To do: Find every line in the records below that contains the string "positive", and copy each of those lines.

Material supplied:
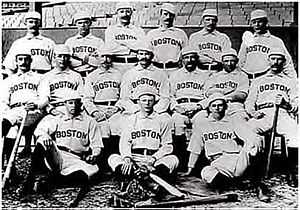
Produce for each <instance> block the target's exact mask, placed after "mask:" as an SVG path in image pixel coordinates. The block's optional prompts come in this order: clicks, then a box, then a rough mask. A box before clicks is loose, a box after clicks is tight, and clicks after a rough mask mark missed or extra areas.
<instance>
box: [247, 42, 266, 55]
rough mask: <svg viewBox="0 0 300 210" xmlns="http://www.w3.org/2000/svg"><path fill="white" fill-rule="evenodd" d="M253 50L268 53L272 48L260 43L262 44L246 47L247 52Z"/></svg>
mask: <svg viewBox="0 0 300 210" xmlns="http://www.w3.org/2000/svg"><path fill="white" fill-rule="evenodd" d="M252 51H254V52H256V51H259V52H263V53H266V54H268V53H269V51H270V48H269V47H266V46H264V45H260V44H256V45H252V46H249V47H246V52H247V53H249V52H252Z"/></svg>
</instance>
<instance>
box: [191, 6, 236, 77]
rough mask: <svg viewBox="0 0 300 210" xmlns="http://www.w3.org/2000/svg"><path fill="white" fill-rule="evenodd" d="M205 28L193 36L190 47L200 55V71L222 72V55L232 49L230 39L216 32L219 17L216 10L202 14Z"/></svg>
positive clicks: (205, 11) (202, 29)
mask: <svg viewBox="0 0 300 210" xmlns="http://www.w3.org/2000/svg"><path fill="white" fill-rule="evenodd" d="M202 21H203V24H204V28H203V29H202V30H201V31H198V32H196V33H193V34H191V36H190V39H189V45H190V46H192V47H196V48H197V49H198V50H199V55H200V58H199V60H200V65H199V67H200V69H203V70H212V71H220V70H221V69H222V64H221V54H222V52H224V51H226V50H229V49H230V48H231V41H230V39H229V37H228V36H227V35H226V34H224V33H221V32H219V31H217V30H216V27H217V22H218V15H217V10H216V9H206V10H204V11H203V14H202Z"/></svg>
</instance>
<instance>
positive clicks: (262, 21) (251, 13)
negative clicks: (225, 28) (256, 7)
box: [238, 9, 296, 80]
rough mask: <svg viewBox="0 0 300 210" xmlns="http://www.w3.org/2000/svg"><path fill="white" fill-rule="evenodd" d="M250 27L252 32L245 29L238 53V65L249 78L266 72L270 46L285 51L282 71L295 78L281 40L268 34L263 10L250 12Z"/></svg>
mask: <svg viewBox="0 0 300 210" xmlns="http://www.w3.org/2000/svg"><path fill="white" fill-rule="evenodd" d="M251 27H252V28H253V30H254V34H252V33H251V32H249V31H246V32H245V33H244V35H243V42H242V44H241V48H240V51H239V54H238V57H239V59H240V61H239V66H240V67H241V68H242V70H243V71H245V72H246V73H247V74H248V77H249V79H250V80H253V79H255V78H257V77H260V76H262V75H264V74H266V73H267V71H268V69H269V61H268V54H269V53H270V50H271V49H272V48H281V49H282V51H283V52H284V53H285V58H286V63H285V65H284V70H283V72H284V73H285V74H286V75H288V76H289V77H291V78H296V71H295V69H294V65H293V61H292V58H291V56H290V54H289V52H288V50H287V49H286V47H285V45H284V43H283V41H282V40H281V39H280V38H278V37H276V36H274V35H272V34H270V32H269V30H268V17H267V13H266V12H265V11H264V10H260V9H258V10H254V11H253V12H251Z"/></svg>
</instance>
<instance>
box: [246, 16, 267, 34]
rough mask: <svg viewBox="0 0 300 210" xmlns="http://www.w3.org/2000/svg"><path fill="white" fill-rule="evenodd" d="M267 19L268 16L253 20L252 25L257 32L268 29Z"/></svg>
mask: <svg viewBox="0 0 300 210" xmlns="http://www.w3.org/2000/svg"><path fill="white" fill-rule="evenodd" d="M267 23H268V21H267V19H266V18H256V19H253V20H251V24H250V25H251V27H252V28H253V30H254V32H256V33H263V32H265V31H266V30H267Z"/></svg>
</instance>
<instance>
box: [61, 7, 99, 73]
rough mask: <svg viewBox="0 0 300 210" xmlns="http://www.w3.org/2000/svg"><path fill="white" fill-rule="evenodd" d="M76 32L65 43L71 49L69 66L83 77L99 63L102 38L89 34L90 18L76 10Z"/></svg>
mask: <svg viewBox="0 0 300 210" xmlns="http://www.w3.org/2000/svg"><path fill="white" fill-rule="evenodd" d="M74 21H75V24H76V26H77V29H78V34H77V35H75V36H73V37H70V38H69V39H67V41H66V42H65V44H66V45H67V46H69V47H70V49H71V51H72V59H71V66H72V68H73V70H74V71H77V72H79V73H80V74H81V75H82V76H83V77H86V76H87V74H88V73H90V72H92V71H93V70H95V69H96V68H97V66H98V65H99V59H100V52H101V49H102V47H103V44H104V42H103V40H102V39H100V38H98V37H95V36H93V35H92V34H91V32H90V30H91V29H90V28H91V25H92V18H91V16H90V15H89V14H88V13H87V12H78V13H76V14H75V16H74Z"/></svg>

Exercise answer:
positive clicks: (205, 11) (202, 29)
positive clicks: (262, 21) (251, 13)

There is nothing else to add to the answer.